# What to work on
Write out each line of the entries below that holds the word "striped".
[Start of Attachment]
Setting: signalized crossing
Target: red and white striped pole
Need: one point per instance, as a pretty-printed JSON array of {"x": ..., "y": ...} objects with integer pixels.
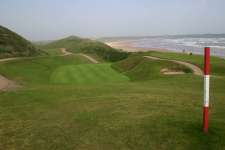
[{"x": 206, "y": 89}]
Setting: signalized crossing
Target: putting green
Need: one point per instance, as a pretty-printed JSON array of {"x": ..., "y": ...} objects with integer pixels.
[{"x": 86, "y": 74}]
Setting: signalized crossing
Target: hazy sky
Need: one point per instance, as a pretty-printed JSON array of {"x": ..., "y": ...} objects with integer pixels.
[{"x": 52, "y": 19}]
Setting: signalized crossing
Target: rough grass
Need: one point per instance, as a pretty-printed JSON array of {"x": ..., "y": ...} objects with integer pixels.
[
  {"x": 38, "y": 70},
  {"x": 217, "y": 64},
  {"x": 86, "y": 74},
  {"x": 12, "y": 44},
  {"x": 138, "y": 68},
  {"x": 163, "y": 113},
  {"x": 78, "y": 45}
]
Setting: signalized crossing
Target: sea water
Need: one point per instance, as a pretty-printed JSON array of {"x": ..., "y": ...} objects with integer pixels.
[{"x": 187, "y": 45}]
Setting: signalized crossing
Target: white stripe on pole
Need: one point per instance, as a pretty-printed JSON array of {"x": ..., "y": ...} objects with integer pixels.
[{"x": 206, "y": 90}]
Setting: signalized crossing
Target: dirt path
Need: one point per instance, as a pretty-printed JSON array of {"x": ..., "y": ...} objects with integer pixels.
[
  {"x": 89, "y": 58},
  {"x": 196, "y": 70},
  {"x": 6, "y": 84}
]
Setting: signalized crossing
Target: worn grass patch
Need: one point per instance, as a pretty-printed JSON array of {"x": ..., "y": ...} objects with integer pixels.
[{"x": 85, "y": 74}]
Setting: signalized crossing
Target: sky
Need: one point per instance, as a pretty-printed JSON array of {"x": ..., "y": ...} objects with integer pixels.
[{"x": 39, "y": 20}]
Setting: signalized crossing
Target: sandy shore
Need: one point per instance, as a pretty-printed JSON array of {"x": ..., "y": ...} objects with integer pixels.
[{"x": 129, "y": 47}]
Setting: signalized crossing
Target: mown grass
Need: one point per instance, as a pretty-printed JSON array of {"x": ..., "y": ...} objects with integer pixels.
[
  {"x": 86, "y": 74},
  {"x": 160, "y": 113}
]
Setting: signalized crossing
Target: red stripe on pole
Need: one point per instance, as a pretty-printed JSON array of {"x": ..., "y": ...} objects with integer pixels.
[
  {"x": 205, "y": 119},
  {"x": 207, "y": 61}
]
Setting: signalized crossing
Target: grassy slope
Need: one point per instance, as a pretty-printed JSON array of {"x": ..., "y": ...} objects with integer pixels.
[
  {"x": 38, "y": 70},
  {"x": 142, "y": 69},
  {"x": 12, "y": 44},
  {"x": 162, "y": 113},
  {"x": 217, "y": 64},
  {"x": 86, "y": 74},
  {"x": 77, "y": 45}
]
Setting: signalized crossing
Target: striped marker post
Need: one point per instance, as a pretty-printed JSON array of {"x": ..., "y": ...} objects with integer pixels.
[{"x": 206, "y": 89}]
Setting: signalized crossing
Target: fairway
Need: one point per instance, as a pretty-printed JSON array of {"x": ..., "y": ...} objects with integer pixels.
[
  {"x": 87, "y": 74},
  {"x": 68, "y": 103}
]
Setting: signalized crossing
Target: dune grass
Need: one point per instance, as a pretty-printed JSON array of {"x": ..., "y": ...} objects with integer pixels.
[
  {"x": 79, "y": 45},
  {"x": 86, "y": 74},
  {"x": 38, "y": 70},
  {"x": 160, "y": 113},
  {"x": 217, "y": 64},
  {"x": 138, "y": 68}
]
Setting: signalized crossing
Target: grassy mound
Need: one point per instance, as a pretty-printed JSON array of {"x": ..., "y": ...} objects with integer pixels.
[
  {"x": 217, "y": 64},
  {"x": 77, "y": 45},
  {"x": 86, "y": 74},
  {"x": 139, "y": 68},
  {"x": 12, "y": 44},
  {"x": 38, "y": 70},
  {"x": 162, "y": 113}
]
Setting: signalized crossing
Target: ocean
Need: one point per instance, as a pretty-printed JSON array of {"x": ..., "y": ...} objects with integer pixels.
[{"x": 183, "y": 44}]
[End of Attachment]
# The completed task
Target: red and white striped pole
Target: striped marker post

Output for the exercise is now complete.